CCGs must have 'leverage' over primary care, warn managers

Clinical commissioning groups (CCGs) should have 'leverage over quality and value for money' provided by GP practices, according to an NHS Confederation report.

Mr Farrar: ‘We strongly welcome the creation of the NHS Commissioning Board. We want and need it to be successful.'

Powerful ‘incentives, rewards and sanctions’ should be established to drive CCGs to improve quality, outcomes, strategy and financial performance in local services, it added, but not at the expense of ‘distorting the patient-doctor relationship or clinical decision-making’.

The report said it is ‘essential’ that CCGs have a role in primary care development.

But it warned: ‘The fact that CCGs will not have formal responsibility for performance management of primary care weakens the potential for them to drive improvements in the part of the NHS dealing with the majority of patients.’

The report warned that the NHS Commissioning Board (NCB) may not be fully aware of the resources it will need to manage more than 8,000 GP contracts.

**Provided material**:
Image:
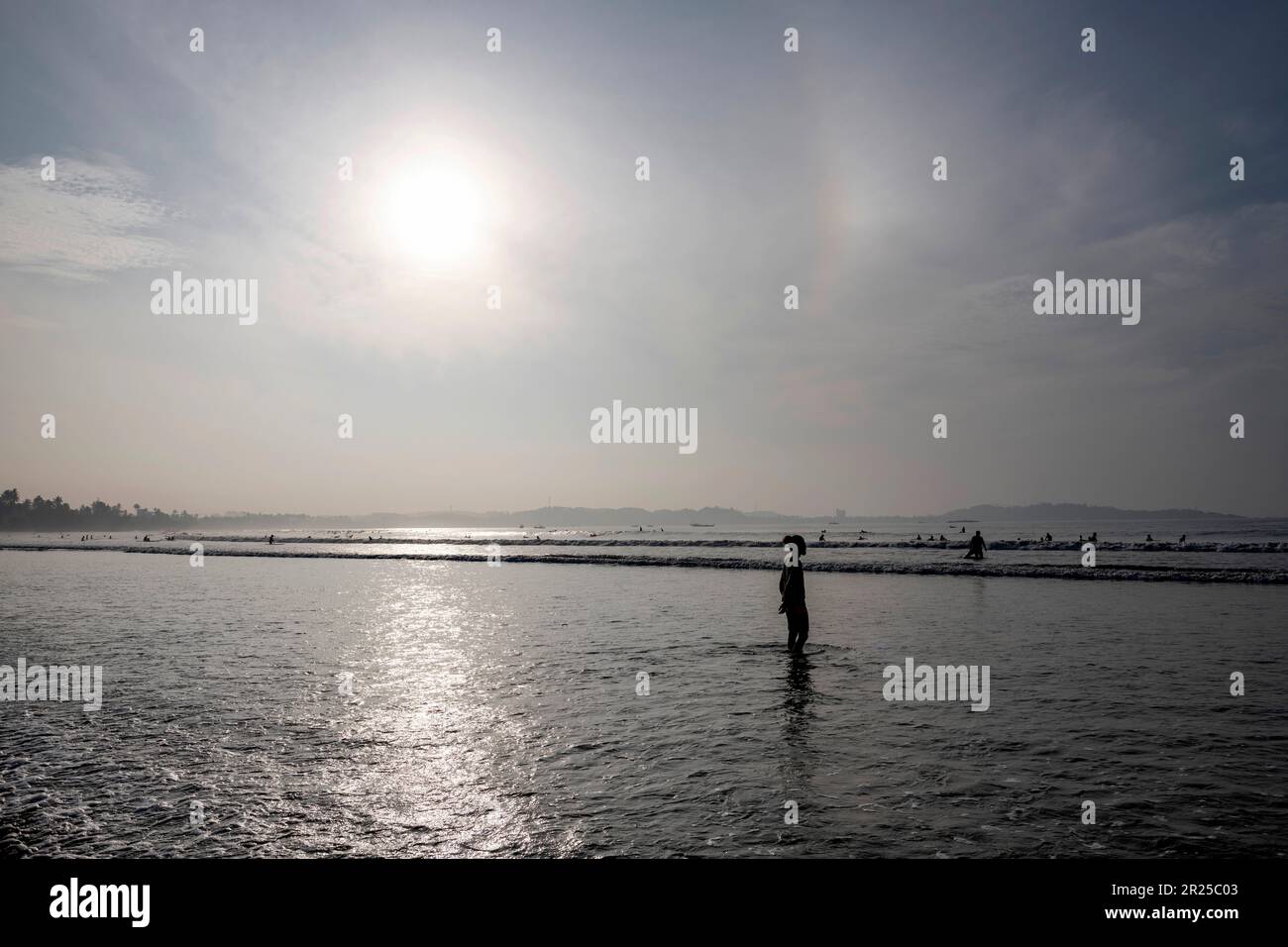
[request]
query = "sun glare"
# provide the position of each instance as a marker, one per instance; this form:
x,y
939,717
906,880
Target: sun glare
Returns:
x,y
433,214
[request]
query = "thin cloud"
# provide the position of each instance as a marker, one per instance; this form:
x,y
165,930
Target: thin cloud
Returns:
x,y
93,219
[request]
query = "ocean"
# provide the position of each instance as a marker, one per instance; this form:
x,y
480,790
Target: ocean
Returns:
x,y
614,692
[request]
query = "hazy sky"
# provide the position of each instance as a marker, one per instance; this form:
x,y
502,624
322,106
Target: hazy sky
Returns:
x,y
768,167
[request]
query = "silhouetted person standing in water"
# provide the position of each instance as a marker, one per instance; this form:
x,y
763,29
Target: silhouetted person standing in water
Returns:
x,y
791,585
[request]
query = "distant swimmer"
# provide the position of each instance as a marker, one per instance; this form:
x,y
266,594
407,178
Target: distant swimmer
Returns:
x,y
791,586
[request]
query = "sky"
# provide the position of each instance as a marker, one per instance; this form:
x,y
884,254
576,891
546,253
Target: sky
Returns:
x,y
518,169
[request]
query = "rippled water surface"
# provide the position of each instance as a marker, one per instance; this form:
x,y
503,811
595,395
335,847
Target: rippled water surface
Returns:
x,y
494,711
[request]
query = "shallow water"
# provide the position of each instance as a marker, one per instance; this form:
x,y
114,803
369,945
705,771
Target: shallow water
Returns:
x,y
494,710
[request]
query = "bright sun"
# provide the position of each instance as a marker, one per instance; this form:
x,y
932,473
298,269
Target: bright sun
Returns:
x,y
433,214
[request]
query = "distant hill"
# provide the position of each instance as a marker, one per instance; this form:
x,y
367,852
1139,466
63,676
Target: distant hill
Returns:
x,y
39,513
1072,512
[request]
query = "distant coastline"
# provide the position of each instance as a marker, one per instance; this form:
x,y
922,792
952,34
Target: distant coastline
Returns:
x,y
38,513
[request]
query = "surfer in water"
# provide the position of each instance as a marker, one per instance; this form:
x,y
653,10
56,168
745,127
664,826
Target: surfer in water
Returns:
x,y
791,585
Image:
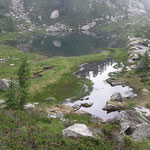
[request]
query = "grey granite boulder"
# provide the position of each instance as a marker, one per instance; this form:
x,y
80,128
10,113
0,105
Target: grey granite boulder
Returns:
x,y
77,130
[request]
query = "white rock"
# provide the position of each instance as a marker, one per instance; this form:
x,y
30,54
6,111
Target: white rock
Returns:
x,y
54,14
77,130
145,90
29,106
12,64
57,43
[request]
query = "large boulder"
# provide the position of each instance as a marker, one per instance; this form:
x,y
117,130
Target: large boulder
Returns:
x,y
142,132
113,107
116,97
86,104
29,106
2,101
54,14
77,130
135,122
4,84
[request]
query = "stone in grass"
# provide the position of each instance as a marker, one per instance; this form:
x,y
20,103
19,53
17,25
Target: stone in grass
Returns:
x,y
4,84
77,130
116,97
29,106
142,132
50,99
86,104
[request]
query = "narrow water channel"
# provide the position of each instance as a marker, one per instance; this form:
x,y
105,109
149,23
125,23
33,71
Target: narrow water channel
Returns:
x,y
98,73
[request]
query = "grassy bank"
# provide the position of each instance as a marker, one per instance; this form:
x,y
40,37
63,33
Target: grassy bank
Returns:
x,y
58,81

**Tasks**:
A - Shorten the paragraph beginning "Powerful 'incentives, rewards and sanctions'" from the article on clinical commissioning groups, keeping its main facts.
B - Carry on the article on clinical commissioning groups from where it stops.

**Responses**:
A - Strong incentives, rewards and sanctions should push CCGs to improve quality, outcomes, strategy and financial performance in local services, but without distorting the patient-doctor relationship or clinical decision-making.

B -
It recommends that the NCB should have ‘power to delegate to CCGs responsibility for managing contracts with GP practices’.

Under the current plans, the report said that too little was being done to take advantage of the opportunities the government’s NHS reforms offer to ‘drive improvements in primary care through strengthened local clinical leadership’.

Overall, the report said that the establishment of the NCB could solve a longstanding problem with NHS commissioning, but carried risks.

‘The absence of a national body that concentrates on commissioning has been a weakness for the NHS in the past,’ the report said.

But it warned that the Board would have to avoid widening its remit too far and undermining local commissioners.

NHS Confederation chief executive Mike Farrar said: ‘We strongly welcome the creation of the NHS Commissioning Board. We want and need it to be successful. If it isn't, the whole NHS is going to have a very big problem, especially with the current financial pressures building daily.’

The report called for clarity on how the NCB would convert NICE advice into commissioning guidance. This guidance should not be mandatory, but there should be a duty on CCGs to ‘explain their rationale’ if they chose not to follow it.

The role of clinical senates and networks should be made clear by the government, the report added. They should be advisers to CCGs based at the NCB, and not have a performance management role.

CCGs should have a say in appointing their members, the report added, and must not be held back by slow development of these groups.